**What is needed**
When a line below holds the string "rider", show that line.

Start of Block

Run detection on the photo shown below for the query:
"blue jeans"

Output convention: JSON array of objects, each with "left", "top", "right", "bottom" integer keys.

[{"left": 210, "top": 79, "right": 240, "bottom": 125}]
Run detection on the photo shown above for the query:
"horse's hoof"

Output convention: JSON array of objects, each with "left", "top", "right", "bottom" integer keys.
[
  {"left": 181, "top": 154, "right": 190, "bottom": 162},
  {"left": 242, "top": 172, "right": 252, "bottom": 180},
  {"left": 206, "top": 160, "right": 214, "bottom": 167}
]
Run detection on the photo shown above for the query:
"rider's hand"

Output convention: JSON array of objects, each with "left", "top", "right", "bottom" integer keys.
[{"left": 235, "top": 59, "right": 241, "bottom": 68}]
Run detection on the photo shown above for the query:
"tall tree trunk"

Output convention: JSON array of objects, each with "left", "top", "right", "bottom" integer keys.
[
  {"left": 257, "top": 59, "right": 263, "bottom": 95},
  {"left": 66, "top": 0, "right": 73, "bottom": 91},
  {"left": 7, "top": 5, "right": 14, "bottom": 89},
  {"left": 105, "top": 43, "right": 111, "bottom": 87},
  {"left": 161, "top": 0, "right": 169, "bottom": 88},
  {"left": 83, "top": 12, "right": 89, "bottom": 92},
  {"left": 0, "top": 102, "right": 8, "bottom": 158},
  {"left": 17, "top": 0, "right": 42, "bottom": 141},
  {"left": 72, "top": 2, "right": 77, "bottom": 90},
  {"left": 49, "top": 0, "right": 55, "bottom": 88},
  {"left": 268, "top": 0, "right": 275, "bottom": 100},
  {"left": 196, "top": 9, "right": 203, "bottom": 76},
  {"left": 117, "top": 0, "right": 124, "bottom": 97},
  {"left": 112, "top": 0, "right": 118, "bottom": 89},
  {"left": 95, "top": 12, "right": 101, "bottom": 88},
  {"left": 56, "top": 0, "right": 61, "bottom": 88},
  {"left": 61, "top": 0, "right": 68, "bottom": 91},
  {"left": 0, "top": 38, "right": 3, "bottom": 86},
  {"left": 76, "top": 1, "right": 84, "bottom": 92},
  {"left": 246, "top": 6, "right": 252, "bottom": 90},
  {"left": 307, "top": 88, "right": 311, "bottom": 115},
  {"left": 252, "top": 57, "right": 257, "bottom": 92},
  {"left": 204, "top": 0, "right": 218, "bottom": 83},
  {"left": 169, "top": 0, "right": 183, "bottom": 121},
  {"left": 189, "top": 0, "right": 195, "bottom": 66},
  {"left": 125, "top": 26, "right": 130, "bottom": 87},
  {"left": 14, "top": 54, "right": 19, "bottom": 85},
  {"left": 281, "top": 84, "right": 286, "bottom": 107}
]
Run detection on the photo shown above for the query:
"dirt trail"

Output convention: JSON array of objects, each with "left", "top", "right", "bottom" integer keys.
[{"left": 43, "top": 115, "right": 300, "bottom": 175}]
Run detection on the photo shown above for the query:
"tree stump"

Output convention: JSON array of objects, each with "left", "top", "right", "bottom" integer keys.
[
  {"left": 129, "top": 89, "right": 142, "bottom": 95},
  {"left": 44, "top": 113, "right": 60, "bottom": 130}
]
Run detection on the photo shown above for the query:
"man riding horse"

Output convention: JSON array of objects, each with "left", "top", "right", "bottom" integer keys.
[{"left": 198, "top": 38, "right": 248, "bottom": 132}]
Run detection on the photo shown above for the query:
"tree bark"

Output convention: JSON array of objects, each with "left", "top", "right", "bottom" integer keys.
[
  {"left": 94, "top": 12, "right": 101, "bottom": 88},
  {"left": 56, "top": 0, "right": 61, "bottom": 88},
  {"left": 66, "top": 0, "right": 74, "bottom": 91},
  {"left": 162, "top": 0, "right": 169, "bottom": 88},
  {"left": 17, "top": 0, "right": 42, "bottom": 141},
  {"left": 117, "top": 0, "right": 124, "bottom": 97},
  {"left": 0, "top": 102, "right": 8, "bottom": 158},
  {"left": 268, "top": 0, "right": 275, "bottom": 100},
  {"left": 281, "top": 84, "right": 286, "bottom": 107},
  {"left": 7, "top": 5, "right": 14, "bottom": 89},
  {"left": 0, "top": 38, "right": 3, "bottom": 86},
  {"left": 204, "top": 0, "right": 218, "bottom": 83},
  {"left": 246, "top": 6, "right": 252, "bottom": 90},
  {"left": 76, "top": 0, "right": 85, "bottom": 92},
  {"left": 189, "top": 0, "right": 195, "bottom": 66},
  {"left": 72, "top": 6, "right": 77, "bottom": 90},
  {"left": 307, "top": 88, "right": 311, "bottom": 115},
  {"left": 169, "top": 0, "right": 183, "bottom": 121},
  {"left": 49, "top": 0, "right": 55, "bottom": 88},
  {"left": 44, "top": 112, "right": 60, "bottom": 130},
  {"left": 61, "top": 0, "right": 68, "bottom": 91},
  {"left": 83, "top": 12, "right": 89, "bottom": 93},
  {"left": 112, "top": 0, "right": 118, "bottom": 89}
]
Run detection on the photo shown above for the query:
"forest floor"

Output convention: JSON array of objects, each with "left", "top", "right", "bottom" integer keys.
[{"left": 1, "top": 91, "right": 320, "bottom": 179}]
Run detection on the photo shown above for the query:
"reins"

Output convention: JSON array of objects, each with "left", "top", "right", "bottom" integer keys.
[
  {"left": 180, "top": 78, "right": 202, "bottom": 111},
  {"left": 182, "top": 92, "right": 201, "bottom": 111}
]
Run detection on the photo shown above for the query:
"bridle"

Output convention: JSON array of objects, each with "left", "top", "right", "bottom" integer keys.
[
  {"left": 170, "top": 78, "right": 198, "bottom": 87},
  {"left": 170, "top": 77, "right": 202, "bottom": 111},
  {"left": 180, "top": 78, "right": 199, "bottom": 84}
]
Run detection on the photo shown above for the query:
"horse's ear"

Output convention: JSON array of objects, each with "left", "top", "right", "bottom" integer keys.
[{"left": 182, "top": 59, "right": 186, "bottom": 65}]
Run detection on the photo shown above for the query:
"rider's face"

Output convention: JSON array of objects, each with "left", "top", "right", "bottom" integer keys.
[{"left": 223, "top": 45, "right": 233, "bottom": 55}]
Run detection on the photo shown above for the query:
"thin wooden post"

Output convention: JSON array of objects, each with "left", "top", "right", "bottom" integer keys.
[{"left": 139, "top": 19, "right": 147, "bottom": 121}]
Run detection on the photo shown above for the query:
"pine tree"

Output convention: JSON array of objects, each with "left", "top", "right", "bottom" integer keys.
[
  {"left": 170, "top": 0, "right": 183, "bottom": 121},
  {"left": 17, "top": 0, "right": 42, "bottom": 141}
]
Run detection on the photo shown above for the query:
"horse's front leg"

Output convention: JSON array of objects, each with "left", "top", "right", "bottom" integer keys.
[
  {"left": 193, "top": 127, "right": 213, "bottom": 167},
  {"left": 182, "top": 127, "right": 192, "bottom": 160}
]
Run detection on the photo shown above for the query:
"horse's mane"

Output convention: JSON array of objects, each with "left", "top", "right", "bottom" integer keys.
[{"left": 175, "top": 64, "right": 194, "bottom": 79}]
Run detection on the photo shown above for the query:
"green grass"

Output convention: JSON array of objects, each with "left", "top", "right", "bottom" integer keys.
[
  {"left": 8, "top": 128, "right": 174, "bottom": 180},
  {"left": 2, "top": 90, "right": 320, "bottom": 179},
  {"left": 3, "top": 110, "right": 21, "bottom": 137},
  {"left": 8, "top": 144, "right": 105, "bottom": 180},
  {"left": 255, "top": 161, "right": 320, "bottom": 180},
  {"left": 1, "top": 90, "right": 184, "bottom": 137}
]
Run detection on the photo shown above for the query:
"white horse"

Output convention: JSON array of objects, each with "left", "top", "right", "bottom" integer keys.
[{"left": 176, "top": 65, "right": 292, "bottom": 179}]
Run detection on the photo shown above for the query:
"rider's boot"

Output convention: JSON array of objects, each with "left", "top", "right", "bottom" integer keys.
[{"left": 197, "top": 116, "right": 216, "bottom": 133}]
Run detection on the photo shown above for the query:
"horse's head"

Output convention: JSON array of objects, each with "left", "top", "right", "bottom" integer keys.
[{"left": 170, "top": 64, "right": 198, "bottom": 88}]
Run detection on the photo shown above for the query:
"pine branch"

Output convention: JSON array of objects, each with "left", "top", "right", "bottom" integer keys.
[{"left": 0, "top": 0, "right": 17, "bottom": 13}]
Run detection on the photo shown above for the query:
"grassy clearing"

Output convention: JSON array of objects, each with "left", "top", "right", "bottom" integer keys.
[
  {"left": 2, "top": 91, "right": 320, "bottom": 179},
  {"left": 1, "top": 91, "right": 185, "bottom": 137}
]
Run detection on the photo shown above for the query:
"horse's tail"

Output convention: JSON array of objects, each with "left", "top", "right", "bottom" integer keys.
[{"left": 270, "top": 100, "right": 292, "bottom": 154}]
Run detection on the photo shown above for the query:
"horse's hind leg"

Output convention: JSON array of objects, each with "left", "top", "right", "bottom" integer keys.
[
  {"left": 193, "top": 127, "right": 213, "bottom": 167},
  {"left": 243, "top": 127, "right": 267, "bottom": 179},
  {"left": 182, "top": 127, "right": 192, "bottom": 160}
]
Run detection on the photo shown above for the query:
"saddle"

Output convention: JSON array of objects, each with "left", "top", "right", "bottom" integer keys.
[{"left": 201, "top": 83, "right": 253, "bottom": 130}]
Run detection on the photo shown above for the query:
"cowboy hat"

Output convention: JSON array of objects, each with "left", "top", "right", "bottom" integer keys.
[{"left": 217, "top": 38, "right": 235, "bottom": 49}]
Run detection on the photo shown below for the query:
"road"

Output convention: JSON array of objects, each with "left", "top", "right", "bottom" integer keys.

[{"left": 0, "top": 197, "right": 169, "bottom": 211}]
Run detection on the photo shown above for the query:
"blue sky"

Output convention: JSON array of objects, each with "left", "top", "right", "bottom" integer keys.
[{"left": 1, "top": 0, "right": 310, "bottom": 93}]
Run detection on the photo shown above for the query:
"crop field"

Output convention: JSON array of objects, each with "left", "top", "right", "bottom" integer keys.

End of Block

**Response area**
"rider's hand"
"rider's face"
"rider's boot"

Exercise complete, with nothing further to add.